* YOUR OBJECTIVE: Write out every one of the items below word for word, keeping each line unchanged.

Location identification entries
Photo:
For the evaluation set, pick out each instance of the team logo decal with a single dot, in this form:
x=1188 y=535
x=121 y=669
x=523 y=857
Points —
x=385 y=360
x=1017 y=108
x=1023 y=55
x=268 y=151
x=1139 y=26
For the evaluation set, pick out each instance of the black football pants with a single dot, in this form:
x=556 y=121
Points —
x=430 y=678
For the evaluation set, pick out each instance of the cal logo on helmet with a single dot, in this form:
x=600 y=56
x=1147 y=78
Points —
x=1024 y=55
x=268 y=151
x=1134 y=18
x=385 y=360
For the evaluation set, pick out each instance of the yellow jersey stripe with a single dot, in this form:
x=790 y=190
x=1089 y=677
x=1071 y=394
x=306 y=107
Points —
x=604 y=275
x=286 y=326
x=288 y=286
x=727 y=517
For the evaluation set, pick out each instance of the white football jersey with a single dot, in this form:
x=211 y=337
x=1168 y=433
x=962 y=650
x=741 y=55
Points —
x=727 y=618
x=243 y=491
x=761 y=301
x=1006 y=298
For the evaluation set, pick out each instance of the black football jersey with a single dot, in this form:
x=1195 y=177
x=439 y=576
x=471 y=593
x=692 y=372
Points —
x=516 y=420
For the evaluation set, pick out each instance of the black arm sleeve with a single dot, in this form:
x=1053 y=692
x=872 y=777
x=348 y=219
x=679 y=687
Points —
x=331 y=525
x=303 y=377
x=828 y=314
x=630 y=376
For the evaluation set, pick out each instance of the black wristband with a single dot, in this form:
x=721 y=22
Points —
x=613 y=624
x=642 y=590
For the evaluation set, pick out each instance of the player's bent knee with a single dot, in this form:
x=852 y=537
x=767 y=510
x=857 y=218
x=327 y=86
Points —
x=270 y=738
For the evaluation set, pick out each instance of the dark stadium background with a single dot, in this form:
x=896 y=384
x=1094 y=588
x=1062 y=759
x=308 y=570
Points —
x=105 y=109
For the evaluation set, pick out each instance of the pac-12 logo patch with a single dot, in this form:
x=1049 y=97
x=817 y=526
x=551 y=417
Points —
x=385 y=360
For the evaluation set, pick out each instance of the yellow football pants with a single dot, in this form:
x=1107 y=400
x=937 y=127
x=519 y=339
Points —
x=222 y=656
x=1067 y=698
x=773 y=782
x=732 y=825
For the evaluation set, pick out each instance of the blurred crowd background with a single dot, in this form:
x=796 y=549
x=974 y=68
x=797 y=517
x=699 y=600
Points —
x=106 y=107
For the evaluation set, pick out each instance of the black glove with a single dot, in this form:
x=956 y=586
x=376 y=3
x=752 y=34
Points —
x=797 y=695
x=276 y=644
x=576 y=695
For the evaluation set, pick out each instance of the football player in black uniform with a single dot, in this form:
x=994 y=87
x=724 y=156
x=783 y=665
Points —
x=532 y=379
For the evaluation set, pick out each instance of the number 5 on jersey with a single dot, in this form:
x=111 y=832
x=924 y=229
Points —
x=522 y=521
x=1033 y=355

* SOLUTION TO THIS EXERCISE:
Photo:
For the evaluation set, pick out each instance of the team logo decal with a single dot, in this form:
x=1188 y=535
x=121 y=669
x=523 y=857
Points —
x=385 y=360
x=1017 y=108
x=1023 y=55
x=268 y=151
x=1139 y=26
For the evaluation set, pick out each instance of the black football pants with a single dot, in this form:
x=556 y=121
Points —
x=430 y=678
For the evaluation set, pick out each instance of the cal logo on helmet with a single dot, in this form:
x=600 y=56
x=1147 y=78
Points —
x=1024 y=55
x=268 y=151
x=1134 y=18
x=385 y=360
For the evaluation set, pick out each instance of the yellow jersey stripe with a single dot, in this form:
x=790 y=190
x=1089 y=677
x=1071 y=394
x=306 y=107
Points —
x=604 y=275
x=286 y=326
x=288 y=286
x=727 y=517
For the evaluation set, pick out each instance of the white football jersey with a single dot, in this form:
x=211 y=337
x=1168 y=433
x=962 y=650
x=741 y=55
Points —
x=727 y=618
x=243 y=491
x=761 y=301
x=1006 y=298
For the evaluation set, pick out each instance of the black football jersey with a single dot, in this form:
x=1195 y=177
x=439 y=576
x=471 y=593
x=692 y=372
Points —
x=516 y=420
For the evaluation set, pick out each instance of the black arm sleeve with a single dot, in this form:
x=1053 y=692
x=872 y=777
x=348 y=219
x=679 y=687
Points —
x=331 y=525
x=303 y=377
x=828 y=314
x=630 y=376
For the evaluation set, pick out each instance of the black wristband with a single dot, in this form:
x=721 y=22
Points —
x=613 y=624
x=642 y=590
For the evaluation set, pick out each instance of the player's bent knee with a single dot, in this form:
x=852 y=537
x=767 y=510
x=857 y=218
x=327 y=86
Points —
x=270 y=738
For the evaluation set, pick out each instance of the dark stadium background with a single dot, in this form:
x=896 y=384
x=1094 y=588
x=1062 y=759
x=308 y=570
Points —
x=105 y=109
For the evaluation set, pick out each instance of the pac-12 logo patch with a single dot, in this form:
x=1049 y=97
x=817 y=526
x=551 y=417
Points —
x=385 y=360
For the evaluation set, pick out each instance of the yellow football pants with a single dot, in this form:
x=1107 y=400
x=937 y=127
x=519 y=339
Points —
x=222 y=656
x=1067 y=698
x=773 y=782
x=732 y=825
For the evaluation set, pick out each instance of the blurred crowd background with a single dot, in this form:
x=796 y=549
x=974 y=68
x=797 y=517
x=699 y=600
Points —
x=106 y=107
For the evaluation set, pick out each instance of the black glove with a single dot, in this form:
x=956 y=586
x=376 y=3
x=752 y=34
Points —
x=797 y=695
x=276 y=644
x=576 y=695
For the evaluation set, pick out each instance of the football player in black uniform with a single dot, in this form:
x=994 y=87
x=724 y=156
x=783 y=665
Points —
x=532 y=379
For the evaluation set, pick out each instance of the number 5 on jersey with a single dot, in this form:
x=111 y=832
x=924 y=229
Points —
x=522 y=521
x=1033 y=355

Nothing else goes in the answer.